> [What is expected]
Reproduce every line of the material below, but drop the pictures.

> [Exercise materials]
******

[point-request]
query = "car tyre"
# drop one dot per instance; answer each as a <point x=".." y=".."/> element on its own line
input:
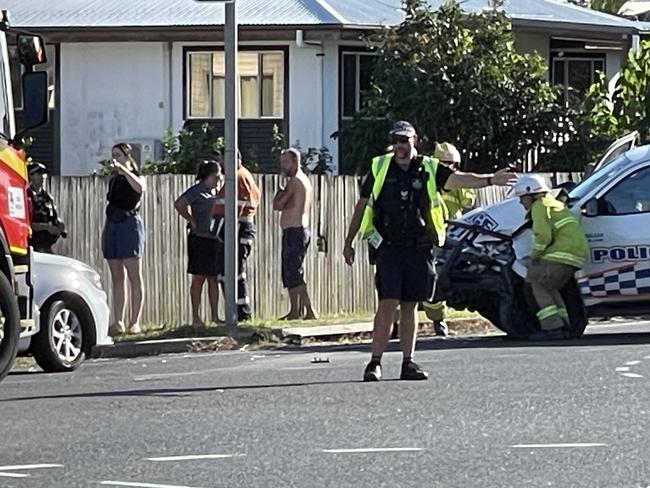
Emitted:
<point x="60" y="344"/>
<point x="9" y="326"/>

******

> [Solution for this exercise]
[point-request]
query = "car tyre"
# drop one dot per instance; answer each as a <point x=".." y=".."/> element on its own line
input:
Emitted:
<point x="60" y="344"/>
<point x="9" y="326"/>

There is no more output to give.